> EXERCISE PROMPT:
Wherever a line below holds the word "phrase", copy that line.

> PROVIDED MATERIAL:
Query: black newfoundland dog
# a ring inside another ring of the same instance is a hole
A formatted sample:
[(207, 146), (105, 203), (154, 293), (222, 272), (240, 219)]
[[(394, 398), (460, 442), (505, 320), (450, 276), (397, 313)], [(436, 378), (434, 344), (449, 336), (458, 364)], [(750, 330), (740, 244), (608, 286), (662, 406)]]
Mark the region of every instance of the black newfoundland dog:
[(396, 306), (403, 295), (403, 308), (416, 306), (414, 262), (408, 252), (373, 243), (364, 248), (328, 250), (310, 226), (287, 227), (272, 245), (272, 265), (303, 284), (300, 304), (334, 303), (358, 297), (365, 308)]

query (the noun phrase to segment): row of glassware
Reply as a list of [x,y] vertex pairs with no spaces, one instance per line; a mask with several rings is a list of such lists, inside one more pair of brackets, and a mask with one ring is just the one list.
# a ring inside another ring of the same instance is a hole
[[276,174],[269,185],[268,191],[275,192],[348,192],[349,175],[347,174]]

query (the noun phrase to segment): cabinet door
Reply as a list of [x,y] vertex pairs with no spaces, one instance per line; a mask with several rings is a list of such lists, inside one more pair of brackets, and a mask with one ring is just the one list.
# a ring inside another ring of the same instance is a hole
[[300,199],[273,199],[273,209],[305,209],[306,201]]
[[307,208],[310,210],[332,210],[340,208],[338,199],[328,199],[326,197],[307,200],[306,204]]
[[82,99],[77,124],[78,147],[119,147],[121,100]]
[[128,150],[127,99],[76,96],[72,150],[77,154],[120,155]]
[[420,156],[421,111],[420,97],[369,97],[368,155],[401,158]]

> SOLUTION FOR THIS EXERCISE:
query (the noun phrase to segment): row of glassware
query (the noun phrase to segment): cabinet door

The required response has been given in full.